> Stated exercise
Filter the data below and copy out every line that contains the string "outboard".

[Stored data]
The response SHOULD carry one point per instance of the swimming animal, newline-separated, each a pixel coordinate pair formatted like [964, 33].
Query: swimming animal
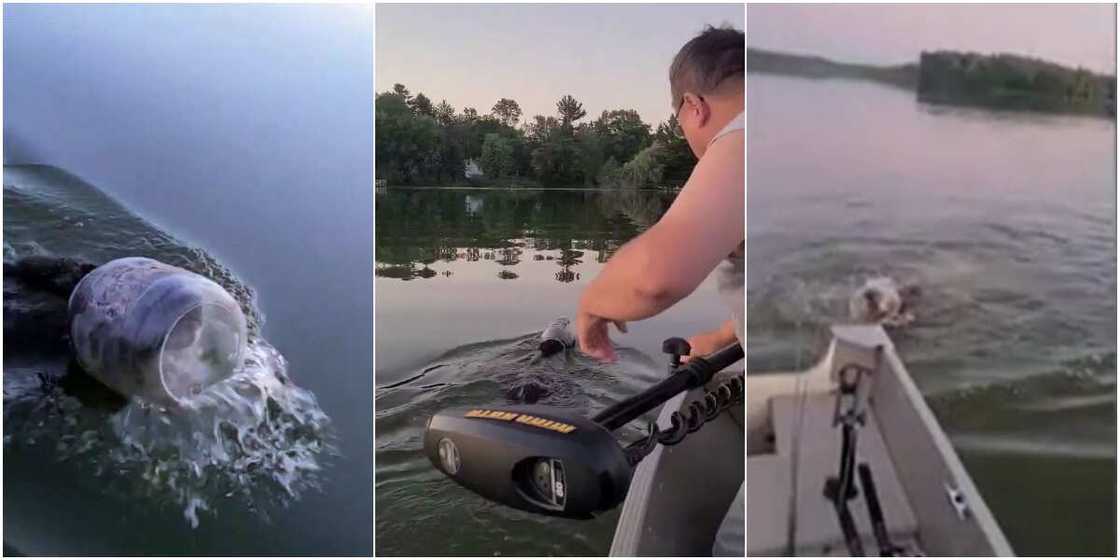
[884, 301]
[554, 339]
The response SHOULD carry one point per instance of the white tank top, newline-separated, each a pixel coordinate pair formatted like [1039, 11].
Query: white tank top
[731, 276]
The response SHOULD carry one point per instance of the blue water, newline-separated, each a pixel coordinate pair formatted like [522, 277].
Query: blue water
[244, 130]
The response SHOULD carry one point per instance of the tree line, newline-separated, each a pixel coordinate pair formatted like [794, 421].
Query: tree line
[420, 142]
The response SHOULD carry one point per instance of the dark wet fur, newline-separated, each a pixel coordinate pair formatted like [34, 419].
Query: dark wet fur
[36, 290]
[52, 274]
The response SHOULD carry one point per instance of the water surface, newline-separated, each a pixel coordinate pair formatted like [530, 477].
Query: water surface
[244, 133]
[466, 280]
[1007, 223]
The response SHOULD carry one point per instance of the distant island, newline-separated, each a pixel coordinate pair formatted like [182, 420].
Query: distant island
[998, 81]
[771, 62]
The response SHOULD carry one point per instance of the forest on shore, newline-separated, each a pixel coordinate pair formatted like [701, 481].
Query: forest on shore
[421, 142]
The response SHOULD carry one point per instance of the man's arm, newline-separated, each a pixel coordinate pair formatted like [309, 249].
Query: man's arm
[669, 261]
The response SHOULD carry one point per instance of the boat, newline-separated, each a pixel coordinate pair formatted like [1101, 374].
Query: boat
[680, 494]
[857, 407]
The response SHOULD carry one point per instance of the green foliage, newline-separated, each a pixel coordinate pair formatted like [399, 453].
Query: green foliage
[422, 105]
[419, 142]
[646, 169]
[1013, 82]
[677, 157]
[496, 156]
[445, 114]
[408, 143]
[623, 132]
[610, 174]
[507, 111]
[570, 110]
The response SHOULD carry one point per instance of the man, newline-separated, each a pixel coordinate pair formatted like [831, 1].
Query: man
[703, 227]
[700, 232]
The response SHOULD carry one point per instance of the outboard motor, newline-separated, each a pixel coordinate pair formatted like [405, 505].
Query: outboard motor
[557, 337]
[149, 329]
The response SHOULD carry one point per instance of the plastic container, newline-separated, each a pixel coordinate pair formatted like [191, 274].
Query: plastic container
[149, 329]
[556, 337]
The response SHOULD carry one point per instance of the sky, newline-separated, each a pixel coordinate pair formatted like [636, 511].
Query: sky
[606, 56]
[1078, 35]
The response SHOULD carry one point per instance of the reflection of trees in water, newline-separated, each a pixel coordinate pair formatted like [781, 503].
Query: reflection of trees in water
[420, 227]
[410, 271]
[568, 259]
[509, 257]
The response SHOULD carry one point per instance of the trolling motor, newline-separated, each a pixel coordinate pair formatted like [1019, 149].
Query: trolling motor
[850, 414]
[544, 459]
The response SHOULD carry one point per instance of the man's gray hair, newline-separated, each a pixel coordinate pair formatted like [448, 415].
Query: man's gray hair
[703, 63]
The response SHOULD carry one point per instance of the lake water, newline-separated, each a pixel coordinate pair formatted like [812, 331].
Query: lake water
[1006, 221]
[239, 138]
[466, 280]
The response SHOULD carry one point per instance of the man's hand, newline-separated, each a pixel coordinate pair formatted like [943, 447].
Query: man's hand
[594, 339]
[710, 341]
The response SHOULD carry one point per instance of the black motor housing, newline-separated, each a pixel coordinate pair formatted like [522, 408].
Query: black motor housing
[539, 459]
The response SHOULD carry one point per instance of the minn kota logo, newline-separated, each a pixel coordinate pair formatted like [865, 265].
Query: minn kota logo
[518, 417]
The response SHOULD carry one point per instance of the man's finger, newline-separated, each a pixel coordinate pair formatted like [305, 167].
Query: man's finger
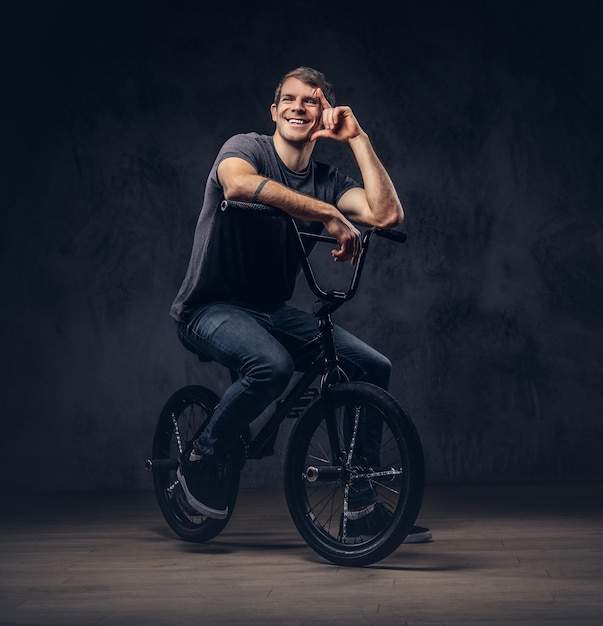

> Answer below
The response SHOULD carry one point per instance of the outboard motor, newline-separated, each a pixel coordinate pair formatted like [405, 505].
Query: outboard motor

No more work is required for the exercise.